Rewrite every one of the items below as a numbered list, leaving out any blank lines.

Recorded data:
:::::
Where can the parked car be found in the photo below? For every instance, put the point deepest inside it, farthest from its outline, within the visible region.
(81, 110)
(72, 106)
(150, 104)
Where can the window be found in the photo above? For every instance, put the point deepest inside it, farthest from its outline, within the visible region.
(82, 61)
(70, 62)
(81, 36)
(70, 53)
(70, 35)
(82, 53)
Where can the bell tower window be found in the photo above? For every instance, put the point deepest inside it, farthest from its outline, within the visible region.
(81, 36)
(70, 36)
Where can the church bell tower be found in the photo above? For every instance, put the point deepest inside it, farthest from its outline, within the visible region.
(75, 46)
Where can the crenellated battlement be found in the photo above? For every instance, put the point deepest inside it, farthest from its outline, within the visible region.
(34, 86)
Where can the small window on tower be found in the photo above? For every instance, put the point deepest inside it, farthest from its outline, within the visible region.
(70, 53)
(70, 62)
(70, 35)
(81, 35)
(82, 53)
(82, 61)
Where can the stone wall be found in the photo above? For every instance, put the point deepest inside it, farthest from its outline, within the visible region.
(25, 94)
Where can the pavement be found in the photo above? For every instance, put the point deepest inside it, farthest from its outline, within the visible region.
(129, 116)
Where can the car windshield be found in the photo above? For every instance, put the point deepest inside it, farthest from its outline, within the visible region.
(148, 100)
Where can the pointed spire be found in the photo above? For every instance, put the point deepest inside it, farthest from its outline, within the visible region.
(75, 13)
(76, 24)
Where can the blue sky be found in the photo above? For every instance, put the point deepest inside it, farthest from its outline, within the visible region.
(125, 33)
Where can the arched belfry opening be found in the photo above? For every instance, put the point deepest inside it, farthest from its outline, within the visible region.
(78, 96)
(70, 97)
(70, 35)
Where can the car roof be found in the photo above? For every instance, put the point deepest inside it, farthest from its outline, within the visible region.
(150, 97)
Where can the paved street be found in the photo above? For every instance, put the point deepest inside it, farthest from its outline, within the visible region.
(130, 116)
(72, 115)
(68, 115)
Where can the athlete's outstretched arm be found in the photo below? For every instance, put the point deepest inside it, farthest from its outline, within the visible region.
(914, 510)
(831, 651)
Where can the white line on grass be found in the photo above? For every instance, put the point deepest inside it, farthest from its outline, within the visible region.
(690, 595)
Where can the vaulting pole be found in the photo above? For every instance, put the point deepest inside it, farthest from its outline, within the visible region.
:::::
▶ **Answer to the task**
1. Where can the parked car be found in the photo below? For every instance, put the point deepest inside it, farthest from its outline, within the visible region.
2. (81, 110)
3. (72, 106)
4. (150, 104)
5. Where can the window be found in the photo above? For every instance, put the point deepest inside it, farthest from its outline, within the visible region.
6. (82, 61)
7. (70, 62)
8. (81, 36)
9. (70, 53)
10. (70, 35)
11. (82, 53)
12. Where can the bell tower window be found in the photo above? For every instance, put the point deepest inside it, farthest from its outline, within the visible region.
13. (81, 36)
14. (70, 36)
15. Where can the church bell tower be found in the photo above? For every instance, put the point deepest inside it, farthest from its outline, within the visible region.
16. (75, 46)
17. Where can the crenellated battlement be found in the photo above? For every instance, put the point deepest inside it, farthest from its outline, within the visible region.
18. (34, 86)
19. Where can the small window on tower be found in the photo above? For every instance, put the point deepest inside it, farthest from its outline, within the visible region.
20. (70, 53)
21. (70, 62)
22. (70, 35)
23. (81, 35)
24. (82, 53)
25. (82, 61)
26. Where can the stone wall be found in the photo above? For every instance, put the point deepest inside it, farthest from its outline, within the visible region.
27. (25, 94)
28. Where can the pavement be found in the photo above? For every instance, put the point deepest inside it, farthest from its outline, within the visible region.
29. (129, 116)
30. Where can the car windshield be found in the photo above? For every instance, put the point deepest inside it, farthest from its outline, within the visible region.
31. (148, 100)
32. Where can the pointed spire be found in the photo above? For every instance, put the point deepest inside it, farthest from its outline, within the visible region.
33. (75, 13)
34. (76, 24)
35. Where can the blue sky be found in the photo above? For every instance, put the point deepest inside it, farthest from its outline, within the visible region.
36. (125, 33)
37. Where can the arched belfry opening be found in the photo above? For every instance, put the point deepest inside it, farthest from its outline, within the visible region.
38. (78, 96)
39. (70, 97)
40. (70, 35)
41. Where can the car roof be found in the photo above? For every instance, put the point deepest inside it, farthest from its outline, within the visible region.
42. (150, 97)
43. Where can the paved street be found in the photo above? For every instance, put the point deepest inside it, farthest from its outline, within the visible region.
44. (130, 116)
45. (72, 115)
46. (68, 115)
47. Where can the athlete's outstretched arm be found in the photo below? For every instance, put the point deepest inside it, farthest from its outline, within the visible region.
48. (914, 510)
49. (831, 651)
50. Where can the white line on grass be found in the photo above? For every instance, put the point deepest inside it, farthest from its outline, within the visible region.
51. (690, 595)
52. Where can the vaulting pole be found in the photo above? For every instance, put the point deepest inside it, farthest from its outline, within the visible region.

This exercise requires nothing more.